Текст для анализа:
* * * * * * *
Наперекор рациональности и практичности Страйк поступает не только в отношениях с женщинами. После смерти матери он бросил Оксфорд и пошел служить в военную полицию. В этом качестве главный герой несколько лет провел в Афганистане, где подорвался на мине в машине вместе с другом Ричардом Энстисом. Страйк спас товарищу жизнь, но потерял половину правой ноги. Невзирая на инвалидность, ему предлагали остаться в армии, но Страйк демобилизовался и на «гражданке» выбрал заведомо более хлопотное по сравнению со службой в полиции, куда поступил Энстис, ремесло частного детектива. Для «стартапа» детективного агентства Страйку пришлось обратиться за займом к Джонни Рокби. Это была их вторая встреча за всю жизнь Корморана. Папаша ссудил сынулю деньгами на жестких условиях. Детективная сага начинается с того, что адвокаты Рокби преследуют нищего Страйка, требуя очередных выплат долга. Вот-вот ему придется продавать агентство, не имеющее клиентов и приносящее лишь убытки и разочарования. Однако блестящее расследование выглядящей как самоубийство кончины супермодели Лулы Лэндри дает Страйку «стартовый капитал». От книги к книге агентство Страйка крепнет, зарабатывает репутацию, накапливает клиентуру, и призрак «долговой ямы» улетучивается. Чтобы закончить тему семейных и личных неурядиц частного детектива, стоит отметить, что по мере роста известности Страйка отношение к нему Джонни Рокби меняется. К пятой книге стареющий рок-идол уже не прочь погреться в лучах славы одного из своих отпрысков (их у Рокби едва ли не десяток, и большинство внебрачные). Отец предлагает сыну публичное воссоединение семьи, но Страйк ничего не забыл и не простил. В книге «Дурная кровь» он посылает горе-отца туда, где тому самое место. Конфликт Страйка и Рокби не завершен, но вряд ли может служить одним из двигателей сквозного сюжета.
* * * * * * *
Исходные данные:

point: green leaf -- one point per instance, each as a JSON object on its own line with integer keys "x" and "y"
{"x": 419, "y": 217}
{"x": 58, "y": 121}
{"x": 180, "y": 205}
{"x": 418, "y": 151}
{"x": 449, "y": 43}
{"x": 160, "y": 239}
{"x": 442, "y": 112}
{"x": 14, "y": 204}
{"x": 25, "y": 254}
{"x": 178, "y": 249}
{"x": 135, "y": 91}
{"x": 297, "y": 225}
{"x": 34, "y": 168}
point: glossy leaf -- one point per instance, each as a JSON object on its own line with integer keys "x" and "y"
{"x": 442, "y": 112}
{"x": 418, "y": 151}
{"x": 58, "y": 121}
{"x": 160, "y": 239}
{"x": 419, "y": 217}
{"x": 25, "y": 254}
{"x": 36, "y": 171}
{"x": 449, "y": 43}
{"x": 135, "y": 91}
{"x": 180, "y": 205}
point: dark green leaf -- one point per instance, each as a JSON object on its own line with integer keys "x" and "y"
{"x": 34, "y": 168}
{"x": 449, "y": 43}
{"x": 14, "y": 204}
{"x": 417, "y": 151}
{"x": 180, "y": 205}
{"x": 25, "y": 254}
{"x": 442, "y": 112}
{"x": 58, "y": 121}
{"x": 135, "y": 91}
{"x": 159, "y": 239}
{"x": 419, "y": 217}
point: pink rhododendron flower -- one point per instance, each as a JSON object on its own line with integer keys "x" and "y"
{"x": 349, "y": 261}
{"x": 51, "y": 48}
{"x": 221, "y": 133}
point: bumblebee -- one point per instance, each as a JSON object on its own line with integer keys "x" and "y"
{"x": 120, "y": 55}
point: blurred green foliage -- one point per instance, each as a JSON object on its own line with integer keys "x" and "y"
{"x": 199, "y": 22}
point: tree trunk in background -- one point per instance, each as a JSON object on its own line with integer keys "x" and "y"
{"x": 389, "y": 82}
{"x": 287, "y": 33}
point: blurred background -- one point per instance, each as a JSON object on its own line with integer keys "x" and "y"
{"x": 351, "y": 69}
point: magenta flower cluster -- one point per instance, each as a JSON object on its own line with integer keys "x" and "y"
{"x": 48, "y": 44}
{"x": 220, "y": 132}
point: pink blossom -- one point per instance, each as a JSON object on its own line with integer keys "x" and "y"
* * * * * * *
Краткое задание 1:
Ответьте на вопросы по тексту о Страйке:
(а) Где и как Страйк потерял половину правой ноги?
(б) К кому Страйк обратился за займом для открытия детективного агентства?
(в) Какое расследование принесло Страйку «стартовый капитал»?
Краткое задание 2:
Продолжите текст о Страйке, начав сразу после его последнего предложения.

Ответ на задание 1:
(а) В Афганистане: он подорвался на мине в машине вместе с другом Ричардом Энстисом.
(б) К Джонни Рокби.
(в) Расследование кончины супермодели Лулы Лэндри, которая выглядела как самоубийство.

Ответ на задание 2:
Даже несимпатичные подробности взросления и частной жизни Страйка имеют художественный смысл. Они придают повествованию жизненные детали и эмоциональный фон, без которых истории про Страйка выглядели бы схематично. В части психологической окраски детективы Гэлбрейта более близки английским классическим романам, чем британским классическим детективам. Вспомним Эркюля Пуаро: лично о нем мы знаем только, что он уверен в работе своих «маленьких серых клеточек» и маниакально привержен чистоте, порядку и симметрии. Еще проскальзывало, что Пуаро начинал как полицейский. В остальном персонаж с его геометрически правильными усами и любовью к смородиновой настойке «висит в воздухе». Читатель не осведомлен о его детстве и юности, родителях, привычках, любовных драмах и источниках дохода. Ясно только то, что никакой здоровый образ жизни не поможет немолодому человеку прожить в силах и здравии 55 лет. Именно столько времени Пуаро существовал в издательском процессе, пока Агата Кристи писала свои новые книги. Комичный маленький бельгиец выглядит не человеком (к созданию таких фигур тяготеет «большая литература»), а функцией, машиной, вычисляющей преступника, что не помешало Пуаро стать одним из столпов мирового детектива.

Роберт Гэлбрейт идет по другому пути. Его Страйк окружен множеством деталей, придающих образу правдоподобие и жизненность. Он даже отмечает дни рождения, то есть «стареет». Жизненные перипетии создают ему «арку героя». Атрибутика детективов Гэлбрейта настолько завязана на особенностях юстиции и судопроизводства Великобритании, что напоминает книгу «Чисто английское убийство» Сирила Хейра. Такая детализация облекает «скелет» авторской идеи в плоть повседневной жизни различных слоев британского общества. При этом предпочтение отдается населению небогатому и незнаменитому. По мне, это замечательно. Многим современным российским детективам хочется проорать: «Задолбал гламур!» Такой слоган я видела в «нулевые» на ржавом и грязном маршрутном такси производства ГАЗ... Но станет ли Страйк таким же персонажем-символом, как Шерлок Холмс, Пуаро или Ниро Вульф (намеренно перечисляю только книжных героев — частных детективов), судить пока рано...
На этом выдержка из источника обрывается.